**DATA PROVIDED**
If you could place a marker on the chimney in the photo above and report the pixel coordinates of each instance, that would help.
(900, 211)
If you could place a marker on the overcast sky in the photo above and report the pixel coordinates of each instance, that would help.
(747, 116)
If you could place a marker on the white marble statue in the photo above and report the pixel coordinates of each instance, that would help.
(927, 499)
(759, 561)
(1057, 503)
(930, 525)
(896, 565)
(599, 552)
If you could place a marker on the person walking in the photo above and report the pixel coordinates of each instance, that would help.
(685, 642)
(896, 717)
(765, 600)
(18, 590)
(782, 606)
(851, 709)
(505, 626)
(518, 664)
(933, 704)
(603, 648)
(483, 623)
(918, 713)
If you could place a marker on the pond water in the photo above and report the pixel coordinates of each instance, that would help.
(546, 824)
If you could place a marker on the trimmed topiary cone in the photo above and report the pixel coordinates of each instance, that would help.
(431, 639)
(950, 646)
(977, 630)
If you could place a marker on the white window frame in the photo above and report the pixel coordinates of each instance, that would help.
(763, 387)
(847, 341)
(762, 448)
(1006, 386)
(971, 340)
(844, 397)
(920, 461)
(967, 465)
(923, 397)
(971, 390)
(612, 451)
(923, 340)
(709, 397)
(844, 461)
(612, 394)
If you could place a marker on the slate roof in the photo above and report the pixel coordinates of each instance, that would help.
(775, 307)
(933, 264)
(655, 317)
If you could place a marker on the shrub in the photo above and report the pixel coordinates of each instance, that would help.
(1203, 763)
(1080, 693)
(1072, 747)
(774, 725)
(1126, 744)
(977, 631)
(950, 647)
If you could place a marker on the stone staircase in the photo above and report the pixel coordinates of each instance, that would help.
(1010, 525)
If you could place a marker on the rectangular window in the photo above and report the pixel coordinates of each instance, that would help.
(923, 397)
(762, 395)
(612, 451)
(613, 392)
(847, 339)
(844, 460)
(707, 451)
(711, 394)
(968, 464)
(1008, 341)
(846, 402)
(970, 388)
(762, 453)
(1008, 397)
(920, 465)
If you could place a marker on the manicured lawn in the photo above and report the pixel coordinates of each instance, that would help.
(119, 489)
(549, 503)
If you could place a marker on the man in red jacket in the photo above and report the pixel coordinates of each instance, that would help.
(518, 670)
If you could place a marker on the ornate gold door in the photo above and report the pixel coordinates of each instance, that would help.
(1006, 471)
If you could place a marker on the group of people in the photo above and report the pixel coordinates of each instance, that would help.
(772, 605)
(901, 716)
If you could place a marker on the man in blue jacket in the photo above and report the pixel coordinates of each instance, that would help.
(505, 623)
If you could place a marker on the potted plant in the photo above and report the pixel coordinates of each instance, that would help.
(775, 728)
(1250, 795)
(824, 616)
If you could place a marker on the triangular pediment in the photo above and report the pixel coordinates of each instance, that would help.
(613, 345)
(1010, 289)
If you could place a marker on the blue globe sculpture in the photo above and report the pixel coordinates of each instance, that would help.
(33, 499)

---

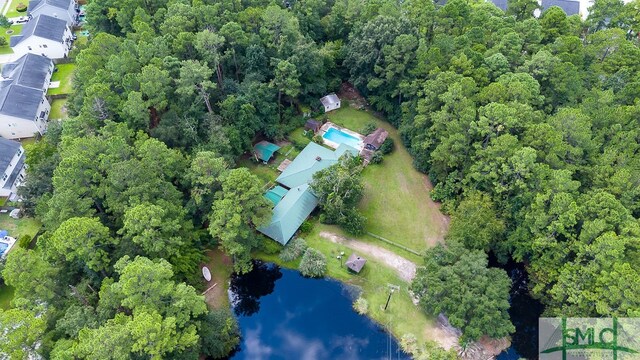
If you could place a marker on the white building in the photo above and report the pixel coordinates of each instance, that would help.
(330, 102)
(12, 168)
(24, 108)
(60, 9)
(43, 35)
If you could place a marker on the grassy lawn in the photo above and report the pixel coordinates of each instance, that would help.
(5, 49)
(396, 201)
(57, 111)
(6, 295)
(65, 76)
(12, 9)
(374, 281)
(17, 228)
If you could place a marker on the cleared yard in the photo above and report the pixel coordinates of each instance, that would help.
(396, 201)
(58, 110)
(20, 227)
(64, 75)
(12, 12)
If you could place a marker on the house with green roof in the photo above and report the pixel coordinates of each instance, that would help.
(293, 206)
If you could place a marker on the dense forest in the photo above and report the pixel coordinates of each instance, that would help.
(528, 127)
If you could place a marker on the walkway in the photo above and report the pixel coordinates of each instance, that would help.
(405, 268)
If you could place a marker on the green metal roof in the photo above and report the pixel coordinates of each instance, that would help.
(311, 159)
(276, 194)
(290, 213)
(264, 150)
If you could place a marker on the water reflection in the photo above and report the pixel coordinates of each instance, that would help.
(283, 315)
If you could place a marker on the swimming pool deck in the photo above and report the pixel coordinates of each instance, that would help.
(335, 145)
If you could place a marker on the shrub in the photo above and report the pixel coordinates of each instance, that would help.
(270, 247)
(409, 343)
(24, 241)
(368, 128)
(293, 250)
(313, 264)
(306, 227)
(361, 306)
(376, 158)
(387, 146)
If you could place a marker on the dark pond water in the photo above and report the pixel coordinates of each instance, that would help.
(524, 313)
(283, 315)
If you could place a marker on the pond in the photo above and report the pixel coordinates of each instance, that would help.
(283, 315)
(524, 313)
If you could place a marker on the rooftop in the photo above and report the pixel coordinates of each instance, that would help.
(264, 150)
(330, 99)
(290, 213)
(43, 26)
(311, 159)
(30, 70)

**DIRECTIVE**
Copy out every line of the items above that contains the word "blue", counting a line only when the capitalization matches.

**TASK ANSWER**
If you could place a marker on the man in blue jacket in the photo above and report the pixel coordinates of each instance, that would help.
If you could place a marker on the blue globe sculpture in the photo above and report the pixel coordinates of each instance, that would help.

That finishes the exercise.